▶ **YOUR TASK**: Output, verbatim and without pictures, the lines from the first line of the listing through the line containing "Where can the young".

▶ **PROVIDED RECORDS**:
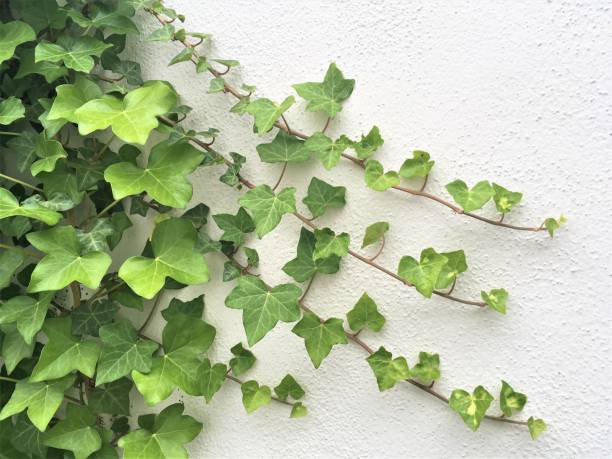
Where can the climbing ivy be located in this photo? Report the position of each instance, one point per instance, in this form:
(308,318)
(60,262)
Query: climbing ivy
(74,344)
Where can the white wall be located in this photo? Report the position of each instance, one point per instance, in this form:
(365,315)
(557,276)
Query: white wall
(516,92)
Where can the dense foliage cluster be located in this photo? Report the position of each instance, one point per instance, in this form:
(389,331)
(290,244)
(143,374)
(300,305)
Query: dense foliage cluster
(75,116)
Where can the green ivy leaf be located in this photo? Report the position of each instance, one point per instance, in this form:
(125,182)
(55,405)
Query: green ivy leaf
(255,396)
(509,400)
(64,262)
(164,178)
(289,387)
(377,179)
(505,199)
(319,337)
(327,96)
(11,109)
(365,315)
(473,199)
(328,244)
(496,299)
(10,207)
(304,266)
(267,208)
(64,352)
(417,166)
(242,361)
(329,151)
(42,400)
(322,196)
(266,112)
(428,368)
(173,243)
(536,427)
(424,274)
(471,408)
(165,438)
(284,148)
(374,233)
(13,34)
(262,306)
(388,370)
(27,313)
(75,52)
(122,352)
(131,119)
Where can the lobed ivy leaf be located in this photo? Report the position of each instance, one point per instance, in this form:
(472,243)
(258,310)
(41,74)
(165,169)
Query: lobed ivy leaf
(365,315)
(470,199)
(164,178)
(472,408)
(327,96)
(319,336)
(262,307)
(267,208)
(377,179)
(172,243)
(266,113)
(422,274)
(284,148)
(322,196)
(41,399)
(388,370)
(131,119)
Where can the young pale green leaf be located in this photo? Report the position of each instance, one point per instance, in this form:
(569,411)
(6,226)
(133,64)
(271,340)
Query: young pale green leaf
(11,109)
(377,179)
(505,199)
(289,387)
(64,352)
(75,52)
(165,438)
(365,315)
(470,199)
(319,337)
(122,352)
(472,408)
(496,299)
(327,96)
(42,400)
(329,151)
(10,207)
(64,262)
(322,196)
(242,361)
(417,166)
(304,266)
(374,233)
(262,307)
(424,274)
(428,368)
(27,313)
(267,208)
(164,178)
(173,243)
(284,148)
(536,427)
(510,401)
(13,34)
(328,243)
(388,370)
(131,119)
(255,396)
(266,113)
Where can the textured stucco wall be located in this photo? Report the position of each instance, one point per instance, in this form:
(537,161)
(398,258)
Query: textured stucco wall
(516,92)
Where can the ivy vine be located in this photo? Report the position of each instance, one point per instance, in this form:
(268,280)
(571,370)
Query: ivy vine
(75,117)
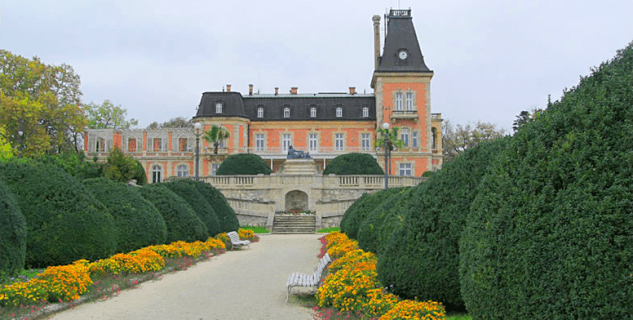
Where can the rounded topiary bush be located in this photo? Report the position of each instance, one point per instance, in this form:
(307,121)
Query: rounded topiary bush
(549,233)
(421,257)
(181,220)
(12,233)
(376,229)
(243,163)
(353,163)
(138,222)
(64,221)
(187,190)
(226,214)
(360,209)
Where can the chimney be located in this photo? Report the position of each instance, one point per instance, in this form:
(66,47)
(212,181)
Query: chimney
(376,20)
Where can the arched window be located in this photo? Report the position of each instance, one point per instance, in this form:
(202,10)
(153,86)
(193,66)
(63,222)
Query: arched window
(156,174)
(182,170)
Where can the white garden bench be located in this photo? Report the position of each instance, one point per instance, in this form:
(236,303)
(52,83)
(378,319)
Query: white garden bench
(235,240)
(307,280)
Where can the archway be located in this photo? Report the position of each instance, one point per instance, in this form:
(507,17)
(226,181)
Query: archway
(296,200)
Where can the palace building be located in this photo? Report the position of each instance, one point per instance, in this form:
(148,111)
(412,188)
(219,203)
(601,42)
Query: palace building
(323,124)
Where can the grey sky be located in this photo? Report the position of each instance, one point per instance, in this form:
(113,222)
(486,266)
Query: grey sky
(491,59)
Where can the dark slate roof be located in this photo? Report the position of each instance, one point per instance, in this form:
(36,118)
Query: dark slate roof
(401,36)
(236,105)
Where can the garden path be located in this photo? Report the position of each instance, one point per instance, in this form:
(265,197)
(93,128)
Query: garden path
(243,284)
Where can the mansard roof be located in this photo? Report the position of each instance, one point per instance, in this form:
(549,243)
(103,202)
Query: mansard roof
(401,36)
(236,105)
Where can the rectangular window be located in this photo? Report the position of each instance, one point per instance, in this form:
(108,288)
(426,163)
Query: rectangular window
(404,136)
(340,142)
(365,141)
(398,101)
(259,142)
(131,145)
(285,139)
(409,101)
(313,142)
(415,139)
(405,169)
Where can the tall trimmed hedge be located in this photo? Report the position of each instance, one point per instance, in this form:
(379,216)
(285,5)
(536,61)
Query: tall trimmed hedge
(360,209)
(421,257)
(138,222)
(353,163)
(243,163)
(181,221)
(380,222)
(549,235)
(226,214)
(189,192)
(64,221)
(12,233)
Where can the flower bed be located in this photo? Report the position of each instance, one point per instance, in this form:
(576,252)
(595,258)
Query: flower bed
(352,287)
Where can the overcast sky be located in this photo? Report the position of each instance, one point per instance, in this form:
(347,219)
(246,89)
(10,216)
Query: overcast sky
(491,59)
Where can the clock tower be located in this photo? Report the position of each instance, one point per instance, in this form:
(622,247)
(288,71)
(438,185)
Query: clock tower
(402,84)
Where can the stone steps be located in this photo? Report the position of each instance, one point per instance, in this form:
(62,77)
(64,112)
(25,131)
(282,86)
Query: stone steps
(294,224)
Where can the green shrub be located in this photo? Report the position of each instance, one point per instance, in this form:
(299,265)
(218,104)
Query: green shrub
(549,234)
(64,221)
(353,163)
(358,211)
(226,214)
(189,192)
(12,233)
(138,222)
(243,163)
(421,257)
(377,227)
(181,221)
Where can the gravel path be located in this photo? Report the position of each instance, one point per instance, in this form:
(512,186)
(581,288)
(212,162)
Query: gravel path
(245,284)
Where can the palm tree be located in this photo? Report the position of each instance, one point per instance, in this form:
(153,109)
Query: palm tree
(215,136)
(393,143)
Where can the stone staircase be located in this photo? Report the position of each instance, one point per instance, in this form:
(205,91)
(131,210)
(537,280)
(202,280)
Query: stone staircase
(294,224)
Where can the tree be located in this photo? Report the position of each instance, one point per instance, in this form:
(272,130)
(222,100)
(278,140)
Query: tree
(394,141)
(215,136)
(179,122)
(108,116)
(456,140)
(42,101)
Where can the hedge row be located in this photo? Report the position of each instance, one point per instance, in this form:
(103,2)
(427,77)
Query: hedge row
(49,218)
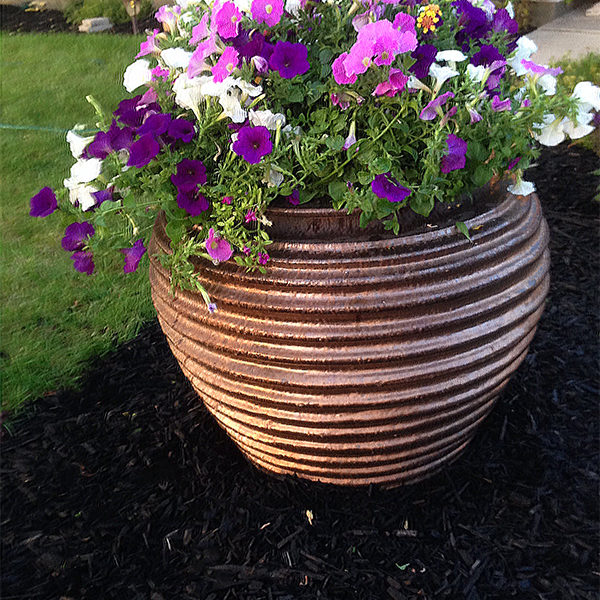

▶ **ANSWER SECTION**:
Where can the climbing ivy be located in this photo? Report the position of each instance, one point per instance, in this form:
(308,318)
(60,262)
Query: climbing ivy
(74,344)
Where can the white wall be located in this photo? Report the position of each instance, one point per instance, in this form:
(365,315)
(557,276)
Query: white wall
(516,92)
Where can the dense foliage cluster be located in this photo? Report the position of each instance, one point per instance, in this form:
(389,331)
(290,244)
(143,374)
(300,305)
Query: dense foliage cluster
(75,116)
Where can the green ivy leaf be located in this photo? Report the position of each instance, one point per instance, in this form:
(125,182)
(55,405)
Query: green ivy leaf
(255,396)
(509,400)
(64,262)
(164,178)
(289,387)
(377,179)
(505,199)
(319,337)
(327,96)
(11,109)
(365,315)
(473,199)
(328,244)
(496,299)
(10,207)
(304,266)
(267,208)
(64,352)
(417,166)
(242,361)
(329,151)
(42,400)
(322,196)
(266,112)
(428,368)
(173,243)
(536,427)
(424,274)
(471,408)
(165,438)
(284,148)
(374,233)
(13,34)
(262,306)
(388,370)
(27,313)
(75,52)
(122,352)
(131,119)
Where can the lobed ivy leaf be located in this photo? Report the position of each instance, one point per instance, in this form:
(472,243)
(258,310)
(41,74)
(165,169)
Query: lobed ivy leaf
(365,315)
(470,199)
(164,178)
(472,408)
(327,96)
(319,336)
(262,307)
(267,208)
(377,179)
(172,243)
(266,113)
(422,274)
(284,148)
(322,196)
(41,399)
(388,370)
(131,119)
Where can the young pale green leaf be located in this photo? Report the position of each instance, one point per instance, in this form:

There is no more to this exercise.